ABOUT THIS EXERCISE: In the listing below, locate the lines bearing the word "throat". Copy every one of them.

DATA SHOWN:
+++

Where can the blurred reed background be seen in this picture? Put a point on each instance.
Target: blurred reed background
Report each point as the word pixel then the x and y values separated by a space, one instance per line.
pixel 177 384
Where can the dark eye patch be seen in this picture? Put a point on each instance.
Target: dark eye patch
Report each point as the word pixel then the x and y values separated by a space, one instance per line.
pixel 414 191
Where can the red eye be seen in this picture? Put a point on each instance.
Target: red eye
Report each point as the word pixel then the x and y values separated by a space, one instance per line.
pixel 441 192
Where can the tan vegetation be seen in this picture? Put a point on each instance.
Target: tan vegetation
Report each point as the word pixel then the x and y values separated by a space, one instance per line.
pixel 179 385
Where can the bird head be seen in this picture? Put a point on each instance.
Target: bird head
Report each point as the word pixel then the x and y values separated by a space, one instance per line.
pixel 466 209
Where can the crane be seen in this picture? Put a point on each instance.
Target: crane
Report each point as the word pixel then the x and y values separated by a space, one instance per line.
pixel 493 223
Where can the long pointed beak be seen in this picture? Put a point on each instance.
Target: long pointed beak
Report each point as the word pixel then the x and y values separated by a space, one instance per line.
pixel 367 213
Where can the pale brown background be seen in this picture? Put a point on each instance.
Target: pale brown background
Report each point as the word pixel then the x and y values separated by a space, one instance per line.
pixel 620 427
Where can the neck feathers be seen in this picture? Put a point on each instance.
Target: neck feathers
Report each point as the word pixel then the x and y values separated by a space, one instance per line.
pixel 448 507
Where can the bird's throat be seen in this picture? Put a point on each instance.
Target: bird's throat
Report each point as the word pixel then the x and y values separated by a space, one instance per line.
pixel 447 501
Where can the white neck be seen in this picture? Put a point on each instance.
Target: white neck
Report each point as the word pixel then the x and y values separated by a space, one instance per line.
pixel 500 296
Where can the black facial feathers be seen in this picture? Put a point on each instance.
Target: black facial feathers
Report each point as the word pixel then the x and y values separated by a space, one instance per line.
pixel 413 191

+++

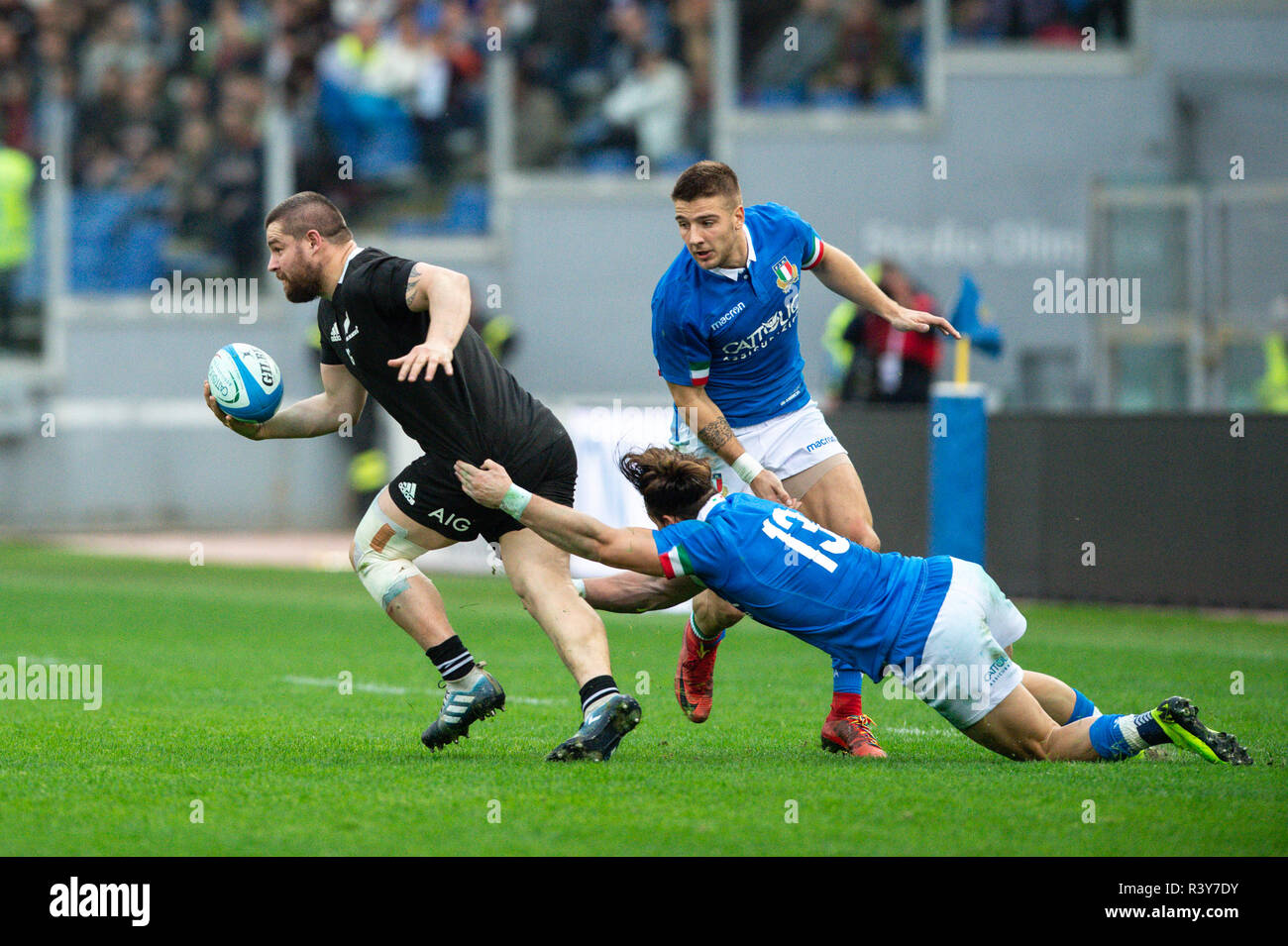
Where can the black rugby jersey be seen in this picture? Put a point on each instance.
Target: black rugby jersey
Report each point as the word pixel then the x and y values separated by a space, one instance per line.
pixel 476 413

+++

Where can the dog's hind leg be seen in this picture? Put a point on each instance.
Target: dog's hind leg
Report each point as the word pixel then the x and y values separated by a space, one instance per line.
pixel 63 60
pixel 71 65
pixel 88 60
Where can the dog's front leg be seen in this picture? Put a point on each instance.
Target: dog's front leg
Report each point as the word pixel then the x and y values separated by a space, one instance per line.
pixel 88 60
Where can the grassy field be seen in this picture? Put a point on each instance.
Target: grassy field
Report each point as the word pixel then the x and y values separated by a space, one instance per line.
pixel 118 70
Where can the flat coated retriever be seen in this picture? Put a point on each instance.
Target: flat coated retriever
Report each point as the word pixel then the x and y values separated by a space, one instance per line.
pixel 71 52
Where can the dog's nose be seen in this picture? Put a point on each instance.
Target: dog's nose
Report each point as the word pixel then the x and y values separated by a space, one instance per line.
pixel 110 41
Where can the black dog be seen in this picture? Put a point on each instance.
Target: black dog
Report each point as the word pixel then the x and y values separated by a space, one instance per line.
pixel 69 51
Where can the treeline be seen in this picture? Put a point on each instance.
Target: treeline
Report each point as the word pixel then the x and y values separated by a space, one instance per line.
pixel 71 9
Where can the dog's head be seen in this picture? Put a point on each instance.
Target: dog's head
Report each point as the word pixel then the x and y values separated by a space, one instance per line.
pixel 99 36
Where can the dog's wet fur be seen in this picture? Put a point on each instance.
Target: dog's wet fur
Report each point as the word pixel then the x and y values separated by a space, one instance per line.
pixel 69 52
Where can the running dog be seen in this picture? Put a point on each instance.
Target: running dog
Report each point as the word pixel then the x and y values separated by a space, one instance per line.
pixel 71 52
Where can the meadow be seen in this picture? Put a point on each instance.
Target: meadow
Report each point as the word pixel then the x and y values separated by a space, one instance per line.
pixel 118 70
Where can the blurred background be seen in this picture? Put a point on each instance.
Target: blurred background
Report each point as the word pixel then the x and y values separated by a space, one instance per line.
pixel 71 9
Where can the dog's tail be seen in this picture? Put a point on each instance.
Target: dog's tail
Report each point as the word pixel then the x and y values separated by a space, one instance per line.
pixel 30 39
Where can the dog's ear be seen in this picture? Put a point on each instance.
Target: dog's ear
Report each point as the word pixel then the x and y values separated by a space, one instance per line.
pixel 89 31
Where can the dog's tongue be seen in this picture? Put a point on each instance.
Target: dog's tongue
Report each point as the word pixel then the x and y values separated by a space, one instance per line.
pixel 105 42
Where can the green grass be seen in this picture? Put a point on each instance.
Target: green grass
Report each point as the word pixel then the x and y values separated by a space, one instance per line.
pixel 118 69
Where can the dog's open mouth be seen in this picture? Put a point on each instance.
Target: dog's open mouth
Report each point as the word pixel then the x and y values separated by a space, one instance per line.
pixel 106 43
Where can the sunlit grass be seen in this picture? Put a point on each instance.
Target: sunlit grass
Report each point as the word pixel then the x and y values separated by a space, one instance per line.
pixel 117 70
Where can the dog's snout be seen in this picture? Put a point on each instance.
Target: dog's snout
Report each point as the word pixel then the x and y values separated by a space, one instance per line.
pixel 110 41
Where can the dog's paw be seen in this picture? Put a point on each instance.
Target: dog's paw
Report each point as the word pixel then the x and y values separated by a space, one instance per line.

+++

EXERCISE ANSWER:
Where can the bird's throat be seen in this picture? Put a point on each instance.
Target: bird's throat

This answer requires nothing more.